What to do: Rescale the point coordinates from the line that contains "t-shirt with a point in the photo above." through the end of the rows by multiplying each by 0.85 and rounding to whole numbers, with halves rounded up. Reproduce only that span, including both ends and the lines without coordinates, and leave all other text unchanged.

Material shown:
## BEGIN
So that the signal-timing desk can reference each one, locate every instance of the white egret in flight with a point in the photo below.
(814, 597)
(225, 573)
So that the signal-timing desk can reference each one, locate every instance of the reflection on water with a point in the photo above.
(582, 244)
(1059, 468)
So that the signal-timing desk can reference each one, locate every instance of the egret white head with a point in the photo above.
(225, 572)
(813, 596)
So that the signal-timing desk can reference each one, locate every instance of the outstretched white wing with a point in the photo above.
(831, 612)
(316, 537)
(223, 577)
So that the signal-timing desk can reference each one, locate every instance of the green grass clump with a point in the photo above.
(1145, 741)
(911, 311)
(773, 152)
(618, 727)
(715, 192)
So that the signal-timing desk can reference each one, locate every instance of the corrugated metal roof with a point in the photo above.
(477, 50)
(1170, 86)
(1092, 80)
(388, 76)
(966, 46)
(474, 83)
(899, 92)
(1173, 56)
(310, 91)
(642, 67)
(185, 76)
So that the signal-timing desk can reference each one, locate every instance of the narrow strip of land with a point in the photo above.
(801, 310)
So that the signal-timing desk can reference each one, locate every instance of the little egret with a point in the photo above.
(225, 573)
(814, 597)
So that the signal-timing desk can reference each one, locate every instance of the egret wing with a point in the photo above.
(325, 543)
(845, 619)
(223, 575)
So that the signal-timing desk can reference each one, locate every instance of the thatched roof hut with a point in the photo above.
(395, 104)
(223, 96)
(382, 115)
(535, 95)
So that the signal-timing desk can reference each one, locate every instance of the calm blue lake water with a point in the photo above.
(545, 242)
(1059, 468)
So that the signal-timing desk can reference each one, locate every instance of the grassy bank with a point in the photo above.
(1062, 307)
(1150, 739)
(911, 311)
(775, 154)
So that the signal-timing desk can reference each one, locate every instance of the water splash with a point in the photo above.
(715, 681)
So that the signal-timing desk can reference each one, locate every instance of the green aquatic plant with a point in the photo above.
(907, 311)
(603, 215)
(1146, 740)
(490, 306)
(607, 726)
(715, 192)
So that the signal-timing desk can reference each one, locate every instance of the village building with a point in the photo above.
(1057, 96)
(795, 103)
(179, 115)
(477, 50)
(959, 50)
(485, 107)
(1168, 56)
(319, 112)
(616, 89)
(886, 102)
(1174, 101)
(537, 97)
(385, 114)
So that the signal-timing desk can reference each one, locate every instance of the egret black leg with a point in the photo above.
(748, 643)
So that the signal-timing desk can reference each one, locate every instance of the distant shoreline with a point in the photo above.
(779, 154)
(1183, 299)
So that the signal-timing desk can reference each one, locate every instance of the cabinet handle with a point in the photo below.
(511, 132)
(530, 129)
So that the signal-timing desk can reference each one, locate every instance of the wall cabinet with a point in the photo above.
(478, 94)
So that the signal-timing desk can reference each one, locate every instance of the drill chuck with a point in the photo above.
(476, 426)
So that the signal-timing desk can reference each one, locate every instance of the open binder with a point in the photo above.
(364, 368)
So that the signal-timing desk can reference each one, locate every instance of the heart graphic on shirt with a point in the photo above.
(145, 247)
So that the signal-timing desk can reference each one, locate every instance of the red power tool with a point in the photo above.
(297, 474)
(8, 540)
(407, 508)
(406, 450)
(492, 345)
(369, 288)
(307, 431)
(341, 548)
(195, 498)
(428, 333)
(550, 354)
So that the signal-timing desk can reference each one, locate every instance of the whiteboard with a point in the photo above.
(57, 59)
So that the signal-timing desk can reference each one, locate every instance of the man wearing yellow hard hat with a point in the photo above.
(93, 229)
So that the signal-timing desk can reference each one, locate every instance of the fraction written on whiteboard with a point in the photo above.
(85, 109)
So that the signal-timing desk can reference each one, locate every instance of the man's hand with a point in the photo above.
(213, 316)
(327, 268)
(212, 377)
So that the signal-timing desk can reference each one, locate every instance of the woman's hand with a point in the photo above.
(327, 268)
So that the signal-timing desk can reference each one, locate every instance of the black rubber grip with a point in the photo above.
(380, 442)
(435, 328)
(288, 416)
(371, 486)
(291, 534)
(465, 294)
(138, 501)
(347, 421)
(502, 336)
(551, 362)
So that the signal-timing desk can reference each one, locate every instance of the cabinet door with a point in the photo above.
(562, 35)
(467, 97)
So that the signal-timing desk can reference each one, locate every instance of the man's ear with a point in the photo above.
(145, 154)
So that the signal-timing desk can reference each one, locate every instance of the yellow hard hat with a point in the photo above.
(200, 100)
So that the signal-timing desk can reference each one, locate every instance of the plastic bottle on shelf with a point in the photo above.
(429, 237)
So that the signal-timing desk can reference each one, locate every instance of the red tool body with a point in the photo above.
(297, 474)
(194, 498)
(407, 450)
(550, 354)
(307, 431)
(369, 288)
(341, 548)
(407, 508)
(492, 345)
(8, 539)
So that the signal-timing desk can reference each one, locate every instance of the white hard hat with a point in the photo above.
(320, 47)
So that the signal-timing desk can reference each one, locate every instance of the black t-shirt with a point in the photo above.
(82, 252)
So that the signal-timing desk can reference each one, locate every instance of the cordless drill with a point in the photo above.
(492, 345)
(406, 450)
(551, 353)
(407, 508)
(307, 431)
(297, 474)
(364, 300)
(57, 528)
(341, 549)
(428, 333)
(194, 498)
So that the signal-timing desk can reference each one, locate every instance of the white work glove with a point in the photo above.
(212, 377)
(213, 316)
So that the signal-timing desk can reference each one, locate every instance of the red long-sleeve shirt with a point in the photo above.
## END
Written solution:
So that the signal-timing desk can reference each one, locate every instance of the black t-shirt with a point in the photo above.
(70, 214)
So that the signal-timing desk can reference each one, locate every instance of the cordless drill with a point in the photo above.
(418, 293)
(345, 383)
(468, 300)
(346, 432)
(261, 366)
(252, 403)
(309, 255)
(48, 449)
(290, 467)
(364, 283)
(165, 423)
So that the signal-timing desk can reference each one, locate every instance of the white work glove with a point in the photo above.
(180, 320)
(181, 269)
So that the signal-timing desk can reference each one, locate every instance of the red long-sleeve shirt with a point in the photo above.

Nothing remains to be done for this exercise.